Rewrite the passage of the energy email below, starting with "On Mon, Jun" and going on through "it's alternativeless energy.", with "Rebranding" changed to "Renaming".

**PAGE EXTRACT**
══════════════════════════════
On Mon, Jun 17, 2013 at 10:37:47PM +0530, Udhay Shankar N wrote:

> More on the dropping cost of PV panels:
> 
> http://www.economist.com/news/21566414-alternative-energy-will-no-longer-be-alternative-sunny-uplands
> 
> Rebranding is always a tricky exercise, but for one field of technology
> 2013 will be the year when its proponents need to bite the bullet and do
> it. That field is alternative energy. The word “alternative”, with its

It's not alternative energy, it's alternativeless energy.
We've ran out of most of things and are running out of the
rest. We have nowhere else to go.

> connotations of hand-wringing greenery and a need for taxpayer subsidy,
> has to go. And in 2013 it will. “Renewable” power will start to be seen
> as normal.

What, you mean it isn't? http://www.heise.de/tp/blogs/2/154467
Looks pretty normal to me.
 
> Wind farms already provide 2% of the world’s electricity, and their

9% herabouts last year. Higher this year.

> capacity is doubling every three years. If that growth rate is
> maintained, wind power will overtake nuclear’s contribution to the
> world’s energy accounts in about a decade. Though it still has its
> opponents, wind is thus already a grown-up technology. But it is in the
> field of solar energy, currently only a quarter of a percent of the
> planet’s electricity supply, but which grew 86% last year, that the

4.6% hereabouts last year. Much higher this year.
══════════════════════════════
**EXCERPTED RECORDS**
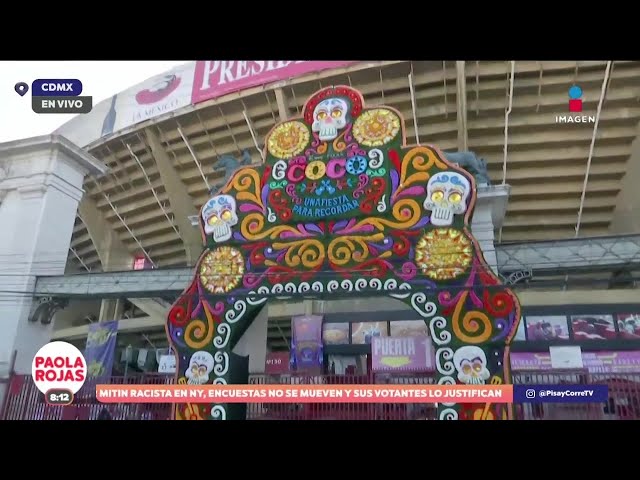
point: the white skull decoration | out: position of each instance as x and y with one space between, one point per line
329 116
471 364
219 215
200 366
447 194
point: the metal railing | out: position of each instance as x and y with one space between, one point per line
25 402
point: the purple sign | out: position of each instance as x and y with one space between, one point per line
594 362
101 346
402 354
306 339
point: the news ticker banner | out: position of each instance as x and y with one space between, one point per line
352 393
188 84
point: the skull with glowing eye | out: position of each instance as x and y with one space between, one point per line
471 364
200 366
219 215
329 116
447 194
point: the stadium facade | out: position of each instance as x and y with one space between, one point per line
554 217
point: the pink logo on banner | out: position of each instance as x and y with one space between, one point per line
214 78
276 363
595 362
401 354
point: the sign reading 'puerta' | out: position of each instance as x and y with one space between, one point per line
343 207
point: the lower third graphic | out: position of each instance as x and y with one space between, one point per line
560 393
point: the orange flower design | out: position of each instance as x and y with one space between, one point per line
444 254
221 270
288 140
376 127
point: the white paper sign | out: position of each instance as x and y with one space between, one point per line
566 357
167 364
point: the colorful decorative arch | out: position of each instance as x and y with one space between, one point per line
342 206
══════════════════════════════
**EXERCISE OUTPUT**
On Mon, Jun 17, 2013 at 10:37:47PM +0530, Udhay Shankar N wrote:

> More on the dropping cost of PV panels:
> 
> http://www.economist.com/news/21566414-alternative-energy-will-no-longer-be-alternative-sunny-uplands
> 
> Renaming is always a tricky exercise, but for one field of technology
> 2013 will be the year when its proponents need to bite the bullet and do
> it. That field is alternative energy. The word “alternative”, with its

It's not alternative energy, it's alternativeless energy.